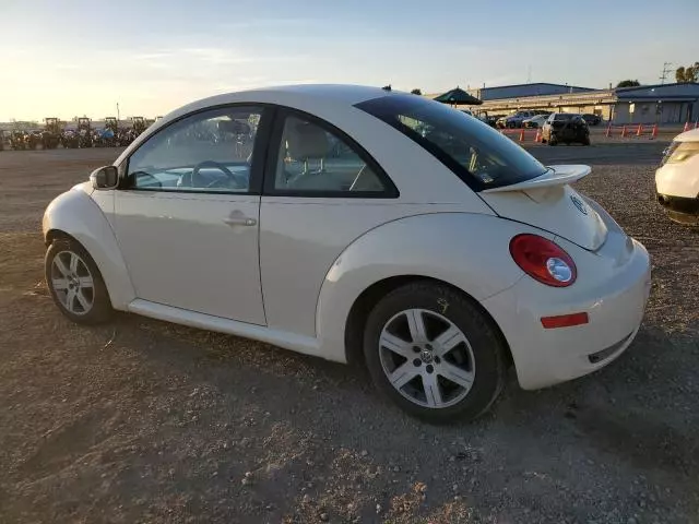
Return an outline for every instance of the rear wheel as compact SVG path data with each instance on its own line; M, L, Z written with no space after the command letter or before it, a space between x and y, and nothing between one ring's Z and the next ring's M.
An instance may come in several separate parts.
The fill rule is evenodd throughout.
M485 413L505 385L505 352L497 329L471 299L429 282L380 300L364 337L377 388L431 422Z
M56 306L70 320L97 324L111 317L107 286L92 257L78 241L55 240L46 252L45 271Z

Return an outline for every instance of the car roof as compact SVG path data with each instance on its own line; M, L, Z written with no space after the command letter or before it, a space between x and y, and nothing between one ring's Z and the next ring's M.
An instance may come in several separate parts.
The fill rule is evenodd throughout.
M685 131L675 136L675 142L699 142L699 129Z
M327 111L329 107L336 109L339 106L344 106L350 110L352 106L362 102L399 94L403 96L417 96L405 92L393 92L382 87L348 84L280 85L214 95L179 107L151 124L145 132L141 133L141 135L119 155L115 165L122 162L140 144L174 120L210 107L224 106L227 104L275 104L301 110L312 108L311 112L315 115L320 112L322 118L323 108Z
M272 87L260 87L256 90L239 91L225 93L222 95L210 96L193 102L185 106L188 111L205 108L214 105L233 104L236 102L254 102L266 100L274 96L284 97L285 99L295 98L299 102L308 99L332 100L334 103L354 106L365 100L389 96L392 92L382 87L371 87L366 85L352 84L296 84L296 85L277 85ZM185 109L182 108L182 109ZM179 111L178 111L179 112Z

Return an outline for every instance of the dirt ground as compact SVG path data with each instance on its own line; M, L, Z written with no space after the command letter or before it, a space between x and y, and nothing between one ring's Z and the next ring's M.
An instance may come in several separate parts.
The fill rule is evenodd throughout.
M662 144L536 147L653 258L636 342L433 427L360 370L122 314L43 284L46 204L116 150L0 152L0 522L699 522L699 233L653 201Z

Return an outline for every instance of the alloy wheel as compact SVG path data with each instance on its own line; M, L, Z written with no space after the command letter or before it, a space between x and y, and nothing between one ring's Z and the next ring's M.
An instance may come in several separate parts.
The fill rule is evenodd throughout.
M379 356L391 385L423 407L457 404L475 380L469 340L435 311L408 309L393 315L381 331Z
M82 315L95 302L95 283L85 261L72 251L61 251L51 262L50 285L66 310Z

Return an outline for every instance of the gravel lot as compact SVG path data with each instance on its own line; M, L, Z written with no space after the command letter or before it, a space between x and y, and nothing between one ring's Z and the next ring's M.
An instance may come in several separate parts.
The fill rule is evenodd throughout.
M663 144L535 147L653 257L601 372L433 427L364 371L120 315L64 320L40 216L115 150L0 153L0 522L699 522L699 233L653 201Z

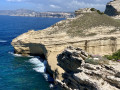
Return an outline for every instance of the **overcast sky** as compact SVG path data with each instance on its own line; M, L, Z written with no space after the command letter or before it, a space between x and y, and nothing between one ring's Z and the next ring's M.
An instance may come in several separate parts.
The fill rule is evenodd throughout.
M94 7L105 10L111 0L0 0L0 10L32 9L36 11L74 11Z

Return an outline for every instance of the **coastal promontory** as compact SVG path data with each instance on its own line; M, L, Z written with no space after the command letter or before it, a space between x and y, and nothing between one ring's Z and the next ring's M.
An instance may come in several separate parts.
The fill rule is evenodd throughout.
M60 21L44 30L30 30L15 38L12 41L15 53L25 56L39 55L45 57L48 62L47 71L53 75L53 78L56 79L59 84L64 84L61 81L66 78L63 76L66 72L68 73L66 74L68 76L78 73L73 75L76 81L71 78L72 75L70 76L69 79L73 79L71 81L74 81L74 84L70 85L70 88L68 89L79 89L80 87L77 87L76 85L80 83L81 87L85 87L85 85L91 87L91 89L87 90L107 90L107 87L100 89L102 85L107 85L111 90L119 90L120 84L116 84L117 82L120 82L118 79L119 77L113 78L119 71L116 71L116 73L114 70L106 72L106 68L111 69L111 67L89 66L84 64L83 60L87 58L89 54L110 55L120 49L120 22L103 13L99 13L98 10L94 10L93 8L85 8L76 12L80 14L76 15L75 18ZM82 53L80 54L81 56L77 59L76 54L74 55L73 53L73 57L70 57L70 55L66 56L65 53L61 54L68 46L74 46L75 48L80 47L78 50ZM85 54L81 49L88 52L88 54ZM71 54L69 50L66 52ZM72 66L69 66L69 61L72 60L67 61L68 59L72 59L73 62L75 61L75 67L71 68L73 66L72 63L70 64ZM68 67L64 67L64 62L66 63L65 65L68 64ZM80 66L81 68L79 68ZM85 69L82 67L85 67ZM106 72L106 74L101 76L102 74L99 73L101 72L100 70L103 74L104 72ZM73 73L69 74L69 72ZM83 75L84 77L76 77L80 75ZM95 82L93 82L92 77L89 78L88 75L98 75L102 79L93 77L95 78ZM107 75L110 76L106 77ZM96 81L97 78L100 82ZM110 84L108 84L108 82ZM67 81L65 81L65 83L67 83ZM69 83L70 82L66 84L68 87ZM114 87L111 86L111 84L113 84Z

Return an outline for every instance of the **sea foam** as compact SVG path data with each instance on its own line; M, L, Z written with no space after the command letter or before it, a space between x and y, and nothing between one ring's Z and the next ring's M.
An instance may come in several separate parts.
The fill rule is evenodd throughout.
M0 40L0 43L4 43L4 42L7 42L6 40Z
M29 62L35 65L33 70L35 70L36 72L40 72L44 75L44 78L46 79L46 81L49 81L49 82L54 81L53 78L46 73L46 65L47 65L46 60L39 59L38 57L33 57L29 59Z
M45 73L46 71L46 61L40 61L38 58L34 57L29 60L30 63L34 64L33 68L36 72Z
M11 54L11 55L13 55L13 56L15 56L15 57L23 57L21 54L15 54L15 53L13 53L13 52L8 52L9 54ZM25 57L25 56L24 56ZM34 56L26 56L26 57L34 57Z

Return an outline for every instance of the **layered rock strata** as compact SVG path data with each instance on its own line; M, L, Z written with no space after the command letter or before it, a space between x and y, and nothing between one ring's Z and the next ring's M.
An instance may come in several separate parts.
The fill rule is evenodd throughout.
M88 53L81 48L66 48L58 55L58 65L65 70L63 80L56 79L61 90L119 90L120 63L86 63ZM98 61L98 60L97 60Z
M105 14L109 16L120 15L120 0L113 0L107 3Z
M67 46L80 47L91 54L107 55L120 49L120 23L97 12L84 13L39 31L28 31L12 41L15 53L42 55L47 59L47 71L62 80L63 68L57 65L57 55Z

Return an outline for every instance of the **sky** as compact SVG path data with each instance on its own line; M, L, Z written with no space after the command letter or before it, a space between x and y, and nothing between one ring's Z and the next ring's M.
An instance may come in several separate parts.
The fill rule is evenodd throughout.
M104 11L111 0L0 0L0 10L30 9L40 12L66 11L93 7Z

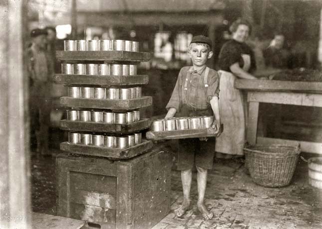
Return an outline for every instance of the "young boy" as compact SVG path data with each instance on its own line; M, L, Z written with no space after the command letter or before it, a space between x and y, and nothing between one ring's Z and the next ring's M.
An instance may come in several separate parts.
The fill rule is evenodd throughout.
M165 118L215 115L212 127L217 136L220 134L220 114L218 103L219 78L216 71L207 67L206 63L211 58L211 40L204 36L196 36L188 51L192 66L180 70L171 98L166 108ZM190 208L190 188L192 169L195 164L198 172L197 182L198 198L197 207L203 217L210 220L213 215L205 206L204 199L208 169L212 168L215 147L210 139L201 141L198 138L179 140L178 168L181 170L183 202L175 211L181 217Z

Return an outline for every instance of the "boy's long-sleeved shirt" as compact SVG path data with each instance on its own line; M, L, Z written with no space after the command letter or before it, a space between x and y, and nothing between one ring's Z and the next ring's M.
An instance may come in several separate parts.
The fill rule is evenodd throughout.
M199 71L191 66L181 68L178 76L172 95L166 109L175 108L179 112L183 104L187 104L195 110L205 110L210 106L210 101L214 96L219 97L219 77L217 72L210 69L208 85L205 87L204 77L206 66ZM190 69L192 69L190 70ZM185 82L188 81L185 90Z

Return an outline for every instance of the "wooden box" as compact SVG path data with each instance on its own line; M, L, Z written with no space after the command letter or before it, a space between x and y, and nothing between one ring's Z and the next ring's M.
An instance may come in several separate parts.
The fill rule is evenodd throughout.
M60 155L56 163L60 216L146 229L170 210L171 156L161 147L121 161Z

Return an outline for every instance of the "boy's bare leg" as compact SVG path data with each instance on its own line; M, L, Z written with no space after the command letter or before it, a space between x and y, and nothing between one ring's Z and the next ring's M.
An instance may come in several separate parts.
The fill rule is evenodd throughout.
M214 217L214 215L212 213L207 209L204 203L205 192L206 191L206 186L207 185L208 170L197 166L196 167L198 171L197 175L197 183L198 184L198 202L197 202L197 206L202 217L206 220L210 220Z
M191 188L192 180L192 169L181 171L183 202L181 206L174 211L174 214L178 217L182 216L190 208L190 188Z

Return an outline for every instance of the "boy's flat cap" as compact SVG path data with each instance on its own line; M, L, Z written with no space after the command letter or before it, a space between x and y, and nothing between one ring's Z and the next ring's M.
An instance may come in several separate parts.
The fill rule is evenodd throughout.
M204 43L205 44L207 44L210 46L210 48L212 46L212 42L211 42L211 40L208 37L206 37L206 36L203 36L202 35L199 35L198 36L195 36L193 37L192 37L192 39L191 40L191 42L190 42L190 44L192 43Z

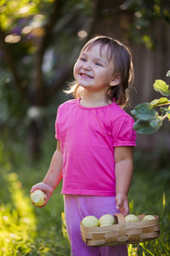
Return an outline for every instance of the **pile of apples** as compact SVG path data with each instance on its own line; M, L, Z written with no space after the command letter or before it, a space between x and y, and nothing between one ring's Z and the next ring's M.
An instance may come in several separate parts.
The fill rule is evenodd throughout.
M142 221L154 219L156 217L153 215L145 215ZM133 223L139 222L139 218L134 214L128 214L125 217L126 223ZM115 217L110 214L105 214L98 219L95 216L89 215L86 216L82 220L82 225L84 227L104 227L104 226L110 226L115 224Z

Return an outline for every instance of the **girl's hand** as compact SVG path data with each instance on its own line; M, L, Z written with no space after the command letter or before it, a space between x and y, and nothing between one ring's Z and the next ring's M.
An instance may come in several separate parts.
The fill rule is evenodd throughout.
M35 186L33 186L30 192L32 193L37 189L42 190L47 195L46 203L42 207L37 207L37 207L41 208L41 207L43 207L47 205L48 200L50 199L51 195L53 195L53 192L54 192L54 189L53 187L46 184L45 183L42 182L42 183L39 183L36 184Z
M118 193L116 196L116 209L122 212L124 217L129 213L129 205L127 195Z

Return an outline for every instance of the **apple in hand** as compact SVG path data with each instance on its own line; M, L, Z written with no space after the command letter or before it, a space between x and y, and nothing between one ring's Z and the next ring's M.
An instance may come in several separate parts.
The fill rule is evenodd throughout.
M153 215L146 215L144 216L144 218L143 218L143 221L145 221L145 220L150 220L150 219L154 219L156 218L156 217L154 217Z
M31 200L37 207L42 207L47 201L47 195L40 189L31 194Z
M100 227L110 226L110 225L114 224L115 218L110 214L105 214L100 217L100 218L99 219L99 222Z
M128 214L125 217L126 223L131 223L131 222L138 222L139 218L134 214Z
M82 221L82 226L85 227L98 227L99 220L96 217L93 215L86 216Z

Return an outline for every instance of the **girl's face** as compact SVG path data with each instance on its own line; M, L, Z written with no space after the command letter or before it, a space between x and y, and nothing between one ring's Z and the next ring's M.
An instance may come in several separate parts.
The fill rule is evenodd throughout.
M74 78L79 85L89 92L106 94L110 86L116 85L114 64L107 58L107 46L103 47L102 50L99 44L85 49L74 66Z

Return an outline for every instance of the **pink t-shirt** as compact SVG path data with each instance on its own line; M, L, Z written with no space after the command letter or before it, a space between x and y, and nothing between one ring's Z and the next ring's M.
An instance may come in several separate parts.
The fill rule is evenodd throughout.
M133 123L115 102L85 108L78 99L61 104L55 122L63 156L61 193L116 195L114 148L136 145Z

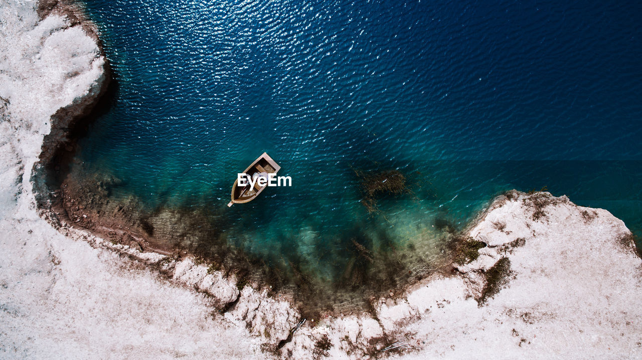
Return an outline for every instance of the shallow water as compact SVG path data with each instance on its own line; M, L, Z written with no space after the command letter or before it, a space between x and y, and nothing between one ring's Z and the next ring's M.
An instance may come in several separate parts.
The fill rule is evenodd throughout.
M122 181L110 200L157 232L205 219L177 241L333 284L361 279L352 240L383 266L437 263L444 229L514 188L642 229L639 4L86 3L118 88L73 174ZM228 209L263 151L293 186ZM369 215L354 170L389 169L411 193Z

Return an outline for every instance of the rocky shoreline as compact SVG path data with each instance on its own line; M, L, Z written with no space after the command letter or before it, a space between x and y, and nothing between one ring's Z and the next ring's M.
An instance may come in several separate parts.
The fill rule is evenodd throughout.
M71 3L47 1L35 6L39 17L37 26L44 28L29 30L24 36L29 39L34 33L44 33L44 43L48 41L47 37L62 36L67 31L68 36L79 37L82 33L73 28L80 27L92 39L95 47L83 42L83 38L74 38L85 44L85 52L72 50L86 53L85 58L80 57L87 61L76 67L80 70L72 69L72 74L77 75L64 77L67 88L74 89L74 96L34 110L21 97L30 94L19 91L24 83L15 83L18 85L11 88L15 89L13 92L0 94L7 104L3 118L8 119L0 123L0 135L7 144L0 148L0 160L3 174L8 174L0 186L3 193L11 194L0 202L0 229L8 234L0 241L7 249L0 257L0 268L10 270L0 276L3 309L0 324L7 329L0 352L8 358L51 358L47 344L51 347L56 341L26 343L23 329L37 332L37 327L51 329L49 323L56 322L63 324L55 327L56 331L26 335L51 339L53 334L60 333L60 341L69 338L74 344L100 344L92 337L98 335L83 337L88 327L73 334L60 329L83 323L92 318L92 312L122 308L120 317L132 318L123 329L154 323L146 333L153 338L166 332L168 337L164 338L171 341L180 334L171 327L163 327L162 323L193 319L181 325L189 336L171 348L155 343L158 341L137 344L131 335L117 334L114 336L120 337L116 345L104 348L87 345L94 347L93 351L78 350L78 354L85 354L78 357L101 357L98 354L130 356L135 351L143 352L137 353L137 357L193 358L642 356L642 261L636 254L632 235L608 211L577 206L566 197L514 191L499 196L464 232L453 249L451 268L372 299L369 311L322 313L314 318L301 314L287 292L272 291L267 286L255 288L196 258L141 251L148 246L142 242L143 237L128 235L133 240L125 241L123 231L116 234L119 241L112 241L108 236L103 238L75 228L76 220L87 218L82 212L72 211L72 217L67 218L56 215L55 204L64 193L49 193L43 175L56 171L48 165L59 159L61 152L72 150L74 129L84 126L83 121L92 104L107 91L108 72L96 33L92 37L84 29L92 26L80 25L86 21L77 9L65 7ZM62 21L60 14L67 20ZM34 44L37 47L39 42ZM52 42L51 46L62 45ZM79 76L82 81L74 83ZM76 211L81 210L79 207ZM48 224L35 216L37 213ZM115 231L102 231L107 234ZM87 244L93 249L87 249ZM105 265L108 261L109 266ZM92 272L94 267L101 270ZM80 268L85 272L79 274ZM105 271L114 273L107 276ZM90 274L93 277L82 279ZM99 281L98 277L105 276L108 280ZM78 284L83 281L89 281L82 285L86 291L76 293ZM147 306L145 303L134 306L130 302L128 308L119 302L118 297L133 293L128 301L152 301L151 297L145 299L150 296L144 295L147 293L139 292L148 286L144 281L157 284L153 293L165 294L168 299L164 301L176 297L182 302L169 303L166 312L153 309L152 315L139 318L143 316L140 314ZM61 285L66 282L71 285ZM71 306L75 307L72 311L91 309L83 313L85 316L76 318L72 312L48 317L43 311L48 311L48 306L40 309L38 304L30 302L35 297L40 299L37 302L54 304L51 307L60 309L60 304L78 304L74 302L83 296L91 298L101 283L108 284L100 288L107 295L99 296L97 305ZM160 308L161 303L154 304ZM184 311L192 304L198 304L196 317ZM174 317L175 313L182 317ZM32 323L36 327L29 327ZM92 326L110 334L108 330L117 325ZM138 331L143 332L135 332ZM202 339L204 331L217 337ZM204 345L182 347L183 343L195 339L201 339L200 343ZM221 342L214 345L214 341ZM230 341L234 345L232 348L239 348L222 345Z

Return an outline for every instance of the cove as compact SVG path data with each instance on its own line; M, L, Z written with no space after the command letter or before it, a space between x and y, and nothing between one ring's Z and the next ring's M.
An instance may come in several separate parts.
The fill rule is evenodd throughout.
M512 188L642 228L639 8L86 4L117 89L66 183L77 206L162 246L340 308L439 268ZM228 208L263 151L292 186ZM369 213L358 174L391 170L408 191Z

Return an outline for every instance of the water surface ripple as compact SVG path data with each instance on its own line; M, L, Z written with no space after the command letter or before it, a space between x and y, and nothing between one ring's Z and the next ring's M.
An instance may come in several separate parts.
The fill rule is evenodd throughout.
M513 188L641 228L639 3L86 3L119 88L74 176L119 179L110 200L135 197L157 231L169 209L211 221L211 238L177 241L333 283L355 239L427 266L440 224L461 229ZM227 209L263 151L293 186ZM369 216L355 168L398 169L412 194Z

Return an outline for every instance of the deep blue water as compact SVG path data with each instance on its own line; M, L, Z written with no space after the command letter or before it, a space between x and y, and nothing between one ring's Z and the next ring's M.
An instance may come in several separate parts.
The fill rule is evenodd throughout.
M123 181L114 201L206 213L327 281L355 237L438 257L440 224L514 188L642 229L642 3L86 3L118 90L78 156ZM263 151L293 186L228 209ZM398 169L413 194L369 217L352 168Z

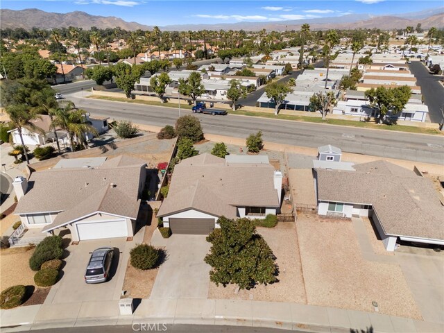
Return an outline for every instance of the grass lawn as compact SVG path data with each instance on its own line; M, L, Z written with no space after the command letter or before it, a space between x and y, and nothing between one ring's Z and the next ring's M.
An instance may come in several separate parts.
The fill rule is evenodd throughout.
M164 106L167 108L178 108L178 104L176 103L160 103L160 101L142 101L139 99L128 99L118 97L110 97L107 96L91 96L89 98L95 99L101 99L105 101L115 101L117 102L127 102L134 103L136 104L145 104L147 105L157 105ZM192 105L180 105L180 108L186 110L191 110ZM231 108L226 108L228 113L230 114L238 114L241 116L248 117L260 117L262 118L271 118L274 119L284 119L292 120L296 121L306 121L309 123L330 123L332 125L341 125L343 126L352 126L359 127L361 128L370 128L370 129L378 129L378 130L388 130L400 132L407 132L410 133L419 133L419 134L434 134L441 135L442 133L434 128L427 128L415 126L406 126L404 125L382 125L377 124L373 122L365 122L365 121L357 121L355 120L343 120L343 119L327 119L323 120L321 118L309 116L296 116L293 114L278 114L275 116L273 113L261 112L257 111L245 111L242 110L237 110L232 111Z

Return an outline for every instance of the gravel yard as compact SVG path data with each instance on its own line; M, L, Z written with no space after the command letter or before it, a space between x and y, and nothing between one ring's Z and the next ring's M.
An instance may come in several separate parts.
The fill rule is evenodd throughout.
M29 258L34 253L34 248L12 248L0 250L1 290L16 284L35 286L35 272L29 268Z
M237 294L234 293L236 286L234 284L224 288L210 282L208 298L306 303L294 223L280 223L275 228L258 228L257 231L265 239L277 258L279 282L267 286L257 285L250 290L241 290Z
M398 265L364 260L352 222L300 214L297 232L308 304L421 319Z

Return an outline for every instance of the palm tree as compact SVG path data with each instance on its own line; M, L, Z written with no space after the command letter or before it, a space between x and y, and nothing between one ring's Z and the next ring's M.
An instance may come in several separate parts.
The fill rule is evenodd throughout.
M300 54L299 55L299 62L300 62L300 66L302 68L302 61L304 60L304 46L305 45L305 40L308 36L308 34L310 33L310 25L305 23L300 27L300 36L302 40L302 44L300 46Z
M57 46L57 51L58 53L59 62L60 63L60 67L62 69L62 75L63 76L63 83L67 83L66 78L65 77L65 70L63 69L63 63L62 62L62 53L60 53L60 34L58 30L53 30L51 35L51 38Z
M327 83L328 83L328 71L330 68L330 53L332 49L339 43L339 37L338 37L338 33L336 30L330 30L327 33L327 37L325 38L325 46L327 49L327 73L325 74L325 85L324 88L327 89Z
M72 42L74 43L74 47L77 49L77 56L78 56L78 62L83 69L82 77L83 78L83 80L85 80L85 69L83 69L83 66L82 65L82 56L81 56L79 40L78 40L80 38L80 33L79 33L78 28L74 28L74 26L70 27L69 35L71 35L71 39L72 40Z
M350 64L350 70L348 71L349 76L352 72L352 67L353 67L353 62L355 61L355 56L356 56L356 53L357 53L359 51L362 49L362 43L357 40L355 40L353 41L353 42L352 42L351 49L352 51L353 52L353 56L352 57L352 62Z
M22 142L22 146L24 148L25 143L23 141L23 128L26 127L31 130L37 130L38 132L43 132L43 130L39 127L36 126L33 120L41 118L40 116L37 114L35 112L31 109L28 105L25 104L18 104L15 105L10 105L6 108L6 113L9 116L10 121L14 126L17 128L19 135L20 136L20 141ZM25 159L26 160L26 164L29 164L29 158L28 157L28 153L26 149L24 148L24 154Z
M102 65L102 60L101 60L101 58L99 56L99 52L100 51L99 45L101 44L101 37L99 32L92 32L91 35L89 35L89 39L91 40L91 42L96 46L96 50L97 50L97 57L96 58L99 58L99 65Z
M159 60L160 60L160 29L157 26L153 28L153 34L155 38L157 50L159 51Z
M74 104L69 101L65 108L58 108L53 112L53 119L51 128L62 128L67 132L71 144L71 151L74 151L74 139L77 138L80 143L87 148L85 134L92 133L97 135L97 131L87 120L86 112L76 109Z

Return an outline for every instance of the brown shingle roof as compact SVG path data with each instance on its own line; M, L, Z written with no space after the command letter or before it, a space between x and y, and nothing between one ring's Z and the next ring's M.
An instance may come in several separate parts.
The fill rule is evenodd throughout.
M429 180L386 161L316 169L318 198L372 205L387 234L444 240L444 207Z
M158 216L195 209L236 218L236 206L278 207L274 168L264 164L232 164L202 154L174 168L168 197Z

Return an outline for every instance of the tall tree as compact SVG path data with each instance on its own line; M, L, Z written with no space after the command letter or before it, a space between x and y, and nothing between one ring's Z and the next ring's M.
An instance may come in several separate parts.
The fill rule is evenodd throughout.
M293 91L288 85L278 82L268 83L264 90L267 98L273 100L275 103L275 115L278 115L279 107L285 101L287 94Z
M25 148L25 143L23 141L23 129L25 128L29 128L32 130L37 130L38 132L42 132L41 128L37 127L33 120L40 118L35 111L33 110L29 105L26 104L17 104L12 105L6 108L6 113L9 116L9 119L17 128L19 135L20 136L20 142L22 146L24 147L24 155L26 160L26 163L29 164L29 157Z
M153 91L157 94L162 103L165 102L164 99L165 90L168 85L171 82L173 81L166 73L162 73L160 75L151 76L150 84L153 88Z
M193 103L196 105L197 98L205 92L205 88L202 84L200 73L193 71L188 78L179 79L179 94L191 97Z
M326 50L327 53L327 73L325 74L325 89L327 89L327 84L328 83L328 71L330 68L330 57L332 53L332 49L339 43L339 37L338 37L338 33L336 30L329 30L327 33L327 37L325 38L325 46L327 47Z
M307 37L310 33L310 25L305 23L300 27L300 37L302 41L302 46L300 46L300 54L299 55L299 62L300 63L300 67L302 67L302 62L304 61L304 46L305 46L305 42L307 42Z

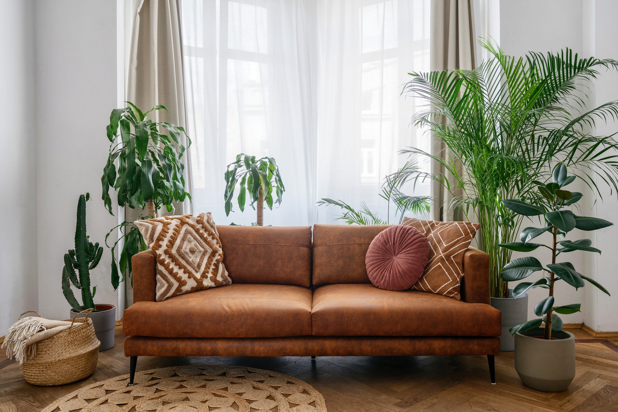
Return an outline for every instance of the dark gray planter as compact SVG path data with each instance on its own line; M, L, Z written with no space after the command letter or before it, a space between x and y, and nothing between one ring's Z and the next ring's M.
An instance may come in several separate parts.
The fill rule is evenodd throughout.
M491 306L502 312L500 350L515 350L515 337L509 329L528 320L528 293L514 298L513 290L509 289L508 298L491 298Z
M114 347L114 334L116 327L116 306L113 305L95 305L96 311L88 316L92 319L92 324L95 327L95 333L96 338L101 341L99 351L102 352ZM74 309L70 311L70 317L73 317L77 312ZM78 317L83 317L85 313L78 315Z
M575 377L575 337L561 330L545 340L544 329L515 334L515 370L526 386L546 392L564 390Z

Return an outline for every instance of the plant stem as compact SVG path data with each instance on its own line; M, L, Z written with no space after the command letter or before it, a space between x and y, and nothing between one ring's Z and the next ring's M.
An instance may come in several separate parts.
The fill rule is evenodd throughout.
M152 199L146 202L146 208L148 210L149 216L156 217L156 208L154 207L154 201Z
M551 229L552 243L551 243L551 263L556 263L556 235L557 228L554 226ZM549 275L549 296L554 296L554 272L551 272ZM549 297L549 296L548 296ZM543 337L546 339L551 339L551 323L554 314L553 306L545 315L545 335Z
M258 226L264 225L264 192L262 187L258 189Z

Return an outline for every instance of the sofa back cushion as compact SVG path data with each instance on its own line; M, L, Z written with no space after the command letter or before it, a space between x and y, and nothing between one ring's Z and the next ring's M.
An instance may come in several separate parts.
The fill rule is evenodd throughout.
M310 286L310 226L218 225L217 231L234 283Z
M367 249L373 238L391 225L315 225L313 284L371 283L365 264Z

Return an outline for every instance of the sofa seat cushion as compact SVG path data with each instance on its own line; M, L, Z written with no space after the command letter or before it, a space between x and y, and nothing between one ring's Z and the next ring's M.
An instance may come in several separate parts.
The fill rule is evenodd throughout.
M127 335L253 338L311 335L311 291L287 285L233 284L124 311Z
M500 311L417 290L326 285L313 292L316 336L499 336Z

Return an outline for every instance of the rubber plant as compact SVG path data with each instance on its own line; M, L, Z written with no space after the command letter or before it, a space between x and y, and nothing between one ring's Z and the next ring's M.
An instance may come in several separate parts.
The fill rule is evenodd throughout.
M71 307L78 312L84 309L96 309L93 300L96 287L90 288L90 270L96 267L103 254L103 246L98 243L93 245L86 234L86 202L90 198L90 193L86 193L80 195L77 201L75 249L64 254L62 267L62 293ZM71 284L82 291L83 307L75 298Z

+ + + + +

▶ **What you will do**: Pull out every line of the listing above that contains the word "shirt" and copy each one in full. Uppercase and lowercase letters count as different.

▶ **Solution to the exercise**:
Return an outline for every instance of the "boy's long-sleeved shirt" as compact SVG path data with each instance on its own line; M, L, Z written with no space after the command letter or before it, a space between x and y, and nothing between one ring's Z and the next ring's M.
Return an outline for every instance of the **pink t-shirt** as compact SVG path data with each instance on its own line; M, L, Z written with no space after the command letter or before it, a space between x and y, and nothing between one ring's Z and the next ring's M.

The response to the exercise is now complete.